**Exercise directions**
For this exercise, write out exactly the lines from the line containing "# place one dot on each instance of the gorilla's arm;" through the last line of the records, and no other lines.
[Start of section]
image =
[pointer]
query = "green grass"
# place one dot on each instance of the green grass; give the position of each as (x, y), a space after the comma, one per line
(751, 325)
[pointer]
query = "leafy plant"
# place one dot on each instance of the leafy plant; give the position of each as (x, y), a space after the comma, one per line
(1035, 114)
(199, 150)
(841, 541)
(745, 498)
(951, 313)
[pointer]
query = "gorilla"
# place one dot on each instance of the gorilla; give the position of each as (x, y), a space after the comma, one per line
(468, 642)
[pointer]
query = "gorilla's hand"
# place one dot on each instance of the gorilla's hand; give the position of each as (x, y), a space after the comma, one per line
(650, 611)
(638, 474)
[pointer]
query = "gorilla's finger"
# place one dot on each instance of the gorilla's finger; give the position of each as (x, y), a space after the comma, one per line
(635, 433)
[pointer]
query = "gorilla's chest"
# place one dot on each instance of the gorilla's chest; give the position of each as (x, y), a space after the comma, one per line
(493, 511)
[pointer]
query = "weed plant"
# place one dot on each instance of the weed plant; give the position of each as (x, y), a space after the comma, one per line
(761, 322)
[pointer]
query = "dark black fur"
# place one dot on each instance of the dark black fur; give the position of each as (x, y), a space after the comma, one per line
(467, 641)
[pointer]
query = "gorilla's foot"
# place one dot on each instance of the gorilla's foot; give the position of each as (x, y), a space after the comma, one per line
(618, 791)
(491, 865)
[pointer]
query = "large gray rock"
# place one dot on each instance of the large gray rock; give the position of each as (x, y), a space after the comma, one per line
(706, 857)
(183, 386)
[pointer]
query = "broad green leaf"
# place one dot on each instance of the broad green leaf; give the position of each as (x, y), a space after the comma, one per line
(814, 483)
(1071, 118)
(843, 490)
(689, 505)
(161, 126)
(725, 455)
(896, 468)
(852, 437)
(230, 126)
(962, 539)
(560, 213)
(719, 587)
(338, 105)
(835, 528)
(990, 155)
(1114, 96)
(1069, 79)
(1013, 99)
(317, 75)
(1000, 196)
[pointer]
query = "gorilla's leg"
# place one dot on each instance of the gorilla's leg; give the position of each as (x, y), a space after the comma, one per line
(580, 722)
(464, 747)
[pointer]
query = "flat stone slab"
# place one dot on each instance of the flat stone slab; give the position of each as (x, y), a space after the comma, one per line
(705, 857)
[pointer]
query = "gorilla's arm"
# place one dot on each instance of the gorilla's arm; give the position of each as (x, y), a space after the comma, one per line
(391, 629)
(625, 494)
[End of section]
**Finished task**
# place one dot on each instance of the gorilla's arm; give the position of each as (x, y), a space after the comma, one per line
(391, 629)
(625, 494)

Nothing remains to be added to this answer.